- **Task statement**
Convert the lines of the records, from the line containing "chair. Report pixel corners as JSON arrays." through the end of the records, into a JSON list of strings with one string per line, omitting any blank lines.

begin

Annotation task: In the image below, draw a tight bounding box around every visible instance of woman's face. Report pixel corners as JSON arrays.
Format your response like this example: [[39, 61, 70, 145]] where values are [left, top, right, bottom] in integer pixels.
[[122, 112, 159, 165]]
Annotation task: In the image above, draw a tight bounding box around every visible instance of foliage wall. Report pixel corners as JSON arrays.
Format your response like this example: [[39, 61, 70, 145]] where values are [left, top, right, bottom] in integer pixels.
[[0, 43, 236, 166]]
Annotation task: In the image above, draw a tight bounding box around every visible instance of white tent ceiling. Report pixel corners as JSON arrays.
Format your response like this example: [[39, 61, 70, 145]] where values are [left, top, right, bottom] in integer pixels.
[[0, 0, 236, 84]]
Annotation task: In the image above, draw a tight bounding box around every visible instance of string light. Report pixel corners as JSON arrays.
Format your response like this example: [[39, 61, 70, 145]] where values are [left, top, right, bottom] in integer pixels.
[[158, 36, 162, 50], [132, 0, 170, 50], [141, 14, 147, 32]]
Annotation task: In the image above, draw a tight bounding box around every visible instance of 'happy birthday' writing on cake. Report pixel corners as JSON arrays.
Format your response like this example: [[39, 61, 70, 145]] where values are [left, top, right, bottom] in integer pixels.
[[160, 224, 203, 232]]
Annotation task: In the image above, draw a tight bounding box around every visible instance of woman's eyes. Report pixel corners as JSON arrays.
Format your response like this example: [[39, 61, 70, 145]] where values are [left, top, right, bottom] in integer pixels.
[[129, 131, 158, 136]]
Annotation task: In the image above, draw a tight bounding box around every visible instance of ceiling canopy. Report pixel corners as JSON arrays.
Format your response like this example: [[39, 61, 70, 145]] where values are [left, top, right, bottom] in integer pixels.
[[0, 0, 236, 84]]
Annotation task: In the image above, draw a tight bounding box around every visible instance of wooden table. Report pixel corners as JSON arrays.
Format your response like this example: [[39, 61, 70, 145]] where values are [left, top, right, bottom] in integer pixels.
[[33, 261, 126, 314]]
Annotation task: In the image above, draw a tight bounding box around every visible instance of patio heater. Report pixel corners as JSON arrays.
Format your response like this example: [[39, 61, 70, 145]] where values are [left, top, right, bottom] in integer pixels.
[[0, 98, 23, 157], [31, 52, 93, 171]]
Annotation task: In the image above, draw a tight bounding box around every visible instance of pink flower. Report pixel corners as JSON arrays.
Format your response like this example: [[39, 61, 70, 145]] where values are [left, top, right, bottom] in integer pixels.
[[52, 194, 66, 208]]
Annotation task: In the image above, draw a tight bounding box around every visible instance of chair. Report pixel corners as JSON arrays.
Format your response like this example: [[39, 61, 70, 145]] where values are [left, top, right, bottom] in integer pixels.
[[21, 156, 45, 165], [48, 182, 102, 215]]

end

- **Output below**
[
  "Annotation task: In the image above, draw a tight bounding box around every visible instance of chair. Report pixel corners as JSON arrays.",
  "Format your response like this example: [[39, 61, 70, 145]] where values are [left, top, right, bottom] in integer pixels.",
  "[[21, 156, 45, 165], [48, 182, 102, 215]]"
]